====== Data shown

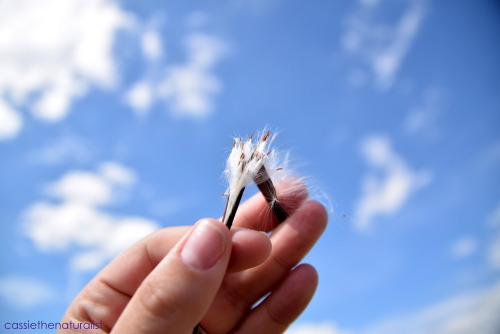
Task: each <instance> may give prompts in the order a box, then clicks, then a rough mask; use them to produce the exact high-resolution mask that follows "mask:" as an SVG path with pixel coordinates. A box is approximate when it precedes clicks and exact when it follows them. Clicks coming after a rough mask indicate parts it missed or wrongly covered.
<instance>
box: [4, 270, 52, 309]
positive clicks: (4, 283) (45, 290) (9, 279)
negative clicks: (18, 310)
mask: <svg viewBox="0 0 500 334" xmlns="http://www.w3.org/2000/svg"><path fill="white" fill-rule="evenodd" d="M56 296H57V293H56V291H55V289H53V288H52V287H50V286H49V285H47V284H45V283H43V282H41V281H39V280H37V279H35V278H32V277H27V276H20V275H9V276H3V277H0V299H2V300H3V301H4V302H5V303H6V304H8V305H9V306H13V307H15V308H18V309H21V310H26V309H30V308H33V307H37V306H43V305H47V303H48V302H50V301H52V300H54V299H55V297H56Z"/></svg>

============

Work to complete |
From the records above, return each line where "instance" occurs.

Result of this exercise |
Task: each <instance> may give prompts in the order a box, then clicks, then a rough mask; use them to produce the exact high-resolution mask that follows "mask:" as an SVG path with pixel coordinates. A box is approximate when it precedes clicks and exact when it follows them. Clicks coming after a rough mask indicate parts it missed or wrongly covered.
<instance>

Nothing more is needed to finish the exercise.